--- start ---

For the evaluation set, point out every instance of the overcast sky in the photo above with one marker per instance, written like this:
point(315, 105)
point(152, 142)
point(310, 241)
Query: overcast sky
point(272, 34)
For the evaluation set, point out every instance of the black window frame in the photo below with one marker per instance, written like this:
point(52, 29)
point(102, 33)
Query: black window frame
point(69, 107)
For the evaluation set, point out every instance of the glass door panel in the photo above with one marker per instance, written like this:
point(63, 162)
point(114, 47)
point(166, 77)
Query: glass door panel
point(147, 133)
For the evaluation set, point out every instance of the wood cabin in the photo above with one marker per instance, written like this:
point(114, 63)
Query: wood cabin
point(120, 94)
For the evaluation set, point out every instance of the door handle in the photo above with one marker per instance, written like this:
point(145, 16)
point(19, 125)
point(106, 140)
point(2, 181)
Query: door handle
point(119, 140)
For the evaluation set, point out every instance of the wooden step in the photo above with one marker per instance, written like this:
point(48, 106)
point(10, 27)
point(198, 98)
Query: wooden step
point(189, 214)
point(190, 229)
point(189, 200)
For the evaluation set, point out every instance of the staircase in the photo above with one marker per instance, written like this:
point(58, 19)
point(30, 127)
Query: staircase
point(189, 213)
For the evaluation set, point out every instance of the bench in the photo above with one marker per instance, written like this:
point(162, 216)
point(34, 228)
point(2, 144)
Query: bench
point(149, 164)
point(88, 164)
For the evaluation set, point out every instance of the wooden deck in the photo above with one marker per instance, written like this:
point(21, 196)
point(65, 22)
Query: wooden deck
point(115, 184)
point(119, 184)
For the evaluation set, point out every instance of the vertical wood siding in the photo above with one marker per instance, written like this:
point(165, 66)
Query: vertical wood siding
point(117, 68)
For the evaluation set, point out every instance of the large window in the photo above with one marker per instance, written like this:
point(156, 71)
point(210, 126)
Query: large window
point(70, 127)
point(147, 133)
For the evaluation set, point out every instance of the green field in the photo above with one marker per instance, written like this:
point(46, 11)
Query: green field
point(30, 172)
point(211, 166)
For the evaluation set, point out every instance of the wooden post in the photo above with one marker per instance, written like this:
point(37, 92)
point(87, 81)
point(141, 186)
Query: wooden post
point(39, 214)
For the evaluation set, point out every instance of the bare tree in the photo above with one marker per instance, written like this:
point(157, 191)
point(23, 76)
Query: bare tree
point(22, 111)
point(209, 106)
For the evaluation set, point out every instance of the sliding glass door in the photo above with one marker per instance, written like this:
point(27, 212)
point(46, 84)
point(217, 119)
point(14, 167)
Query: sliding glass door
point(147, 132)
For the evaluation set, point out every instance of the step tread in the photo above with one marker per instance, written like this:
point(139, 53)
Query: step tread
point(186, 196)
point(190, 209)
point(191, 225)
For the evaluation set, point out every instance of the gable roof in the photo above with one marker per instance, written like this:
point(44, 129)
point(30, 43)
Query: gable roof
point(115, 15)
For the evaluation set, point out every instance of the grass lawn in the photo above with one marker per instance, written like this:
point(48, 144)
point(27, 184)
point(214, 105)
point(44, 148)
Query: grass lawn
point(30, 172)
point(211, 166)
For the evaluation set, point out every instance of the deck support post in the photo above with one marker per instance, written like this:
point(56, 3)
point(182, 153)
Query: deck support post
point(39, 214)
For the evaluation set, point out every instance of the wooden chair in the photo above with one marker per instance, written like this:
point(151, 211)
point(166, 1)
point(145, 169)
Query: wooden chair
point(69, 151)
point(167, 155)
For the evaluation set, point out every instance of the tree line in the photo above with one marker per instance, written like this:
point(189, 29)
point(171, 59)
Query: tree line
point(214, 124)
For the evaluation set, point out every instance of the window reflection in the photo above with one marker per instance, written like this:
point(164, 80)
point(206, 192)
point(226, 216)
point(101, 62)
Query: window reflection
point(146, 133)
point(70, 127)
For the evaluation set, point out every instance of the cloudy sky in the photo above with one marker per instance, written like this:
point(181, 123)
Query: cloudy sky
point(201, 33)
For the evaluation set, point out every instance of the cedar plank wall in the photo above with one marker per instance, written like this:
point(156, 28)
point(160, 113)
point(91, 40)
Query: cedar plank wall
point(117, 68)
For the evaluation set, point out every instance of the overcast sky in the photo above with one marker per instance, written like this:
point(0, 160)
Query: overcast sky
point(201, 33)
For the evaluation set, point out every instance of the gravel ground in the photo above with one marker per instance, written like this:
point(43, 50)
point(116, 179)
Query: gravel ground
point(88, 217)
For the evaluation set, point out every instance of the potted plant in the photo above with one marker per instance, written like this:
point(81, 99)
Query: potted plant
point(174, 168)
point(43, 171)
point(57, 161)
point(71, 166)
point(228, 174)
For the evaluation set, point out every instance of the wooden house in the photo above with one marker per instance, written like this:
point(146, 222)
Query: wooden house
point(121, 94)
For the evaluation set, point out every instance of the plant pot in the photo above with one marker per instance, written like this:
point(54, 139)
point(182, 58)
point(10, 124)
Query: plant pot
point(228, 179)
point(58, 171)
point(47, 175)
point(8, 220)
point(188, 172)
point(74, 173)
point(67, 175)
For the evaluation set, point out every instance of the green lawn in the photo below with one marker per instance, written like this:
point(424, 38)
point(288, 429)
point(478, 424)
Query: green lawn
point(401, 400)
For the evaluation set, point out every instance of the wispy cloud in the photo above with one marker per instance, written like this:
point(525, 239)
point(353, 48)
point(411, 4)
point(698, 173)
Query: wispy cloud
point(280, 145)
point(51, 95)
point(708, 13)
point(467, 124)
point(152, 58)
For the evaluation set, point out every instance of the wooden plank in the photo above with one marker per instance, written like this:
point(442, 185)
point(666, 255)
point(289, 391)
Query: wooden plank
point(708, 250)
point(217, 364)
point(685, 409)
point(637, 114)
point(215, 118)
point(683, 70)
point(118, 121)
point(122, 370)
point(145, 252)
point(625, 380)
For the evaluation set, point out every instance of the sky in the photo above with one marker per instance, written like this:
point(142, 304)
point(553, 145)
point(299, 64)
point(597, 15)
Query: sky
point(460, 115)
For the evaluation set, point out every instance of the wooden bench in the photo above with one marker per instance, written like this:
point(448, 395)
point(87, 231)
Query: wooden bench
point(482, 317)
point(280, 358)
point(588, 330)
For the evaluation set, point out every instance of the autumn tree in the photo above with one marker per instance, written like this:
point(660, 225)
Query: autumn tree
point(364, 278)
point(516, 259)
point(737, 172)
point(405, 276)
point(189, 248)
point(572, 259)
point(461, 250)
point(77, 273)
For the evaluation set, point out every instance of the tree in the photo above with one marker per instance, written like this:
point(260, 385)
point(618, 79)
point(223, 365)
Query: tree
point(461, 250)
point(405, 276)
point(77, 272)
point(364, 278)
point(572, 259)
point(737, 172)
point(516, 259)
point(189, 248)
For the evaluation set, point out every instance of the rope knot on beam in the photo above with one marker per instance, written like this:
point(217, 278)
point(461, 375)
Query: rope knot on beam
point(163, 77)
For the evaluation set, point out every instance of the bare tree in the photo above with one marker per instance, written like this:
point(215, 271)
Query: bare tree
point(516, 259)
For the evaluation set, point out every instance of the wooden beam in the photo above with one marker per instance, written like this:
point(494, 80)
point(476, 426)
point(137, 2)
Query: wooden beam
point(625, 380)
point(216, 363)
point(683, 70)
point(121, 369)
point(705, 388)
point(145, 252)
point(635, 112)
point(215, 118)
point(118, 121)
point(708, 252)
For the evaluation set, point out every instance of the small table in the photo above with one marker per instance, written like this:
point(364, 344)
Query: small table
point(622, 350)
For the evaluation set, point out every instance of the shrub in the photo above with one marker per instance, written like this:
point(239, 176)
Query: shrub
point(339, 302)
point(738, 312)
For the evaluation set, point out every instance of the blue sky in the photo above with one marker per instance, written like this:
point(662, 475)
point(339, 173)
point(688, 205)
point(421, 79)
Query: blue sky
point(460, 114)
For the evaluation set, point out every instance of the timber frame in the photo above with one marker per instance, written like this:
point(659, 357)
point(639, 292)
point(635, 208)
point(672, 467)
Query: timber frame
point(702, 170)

--- end ---

> _Directions_:
Copy out word for word the part of the records above that runs from their first line through the line containing "point(120, 94)", including both of those lines.

> _Task response_:
For the evaluation set, point out every instance of the overcast sky in the photo above with one marker per instance, written like this:
point(315, 105)
point(152, 142)
point(310, 241)
Query: overcast sky
point(272, 34)
For the evaluation set, point out every instance of the black window frame in the photo below with one marker per instance, written like this:
point(52, 29)
point(102, 33)
Query: black window frame
point(69, 107)
For the evaluation set, point out every instance of the glass door panel in the photo above with one marker per instance, written like this:
point(63, 162)
point(114, 47)
point(166, 77)
Query: glass door panel
point(147, 133)
For the evaluation set, point out every instance of the wood cabin in the photo above with one marker per instance, written like this:
point(114, 63)
Query: wood cabin
point(120, 94)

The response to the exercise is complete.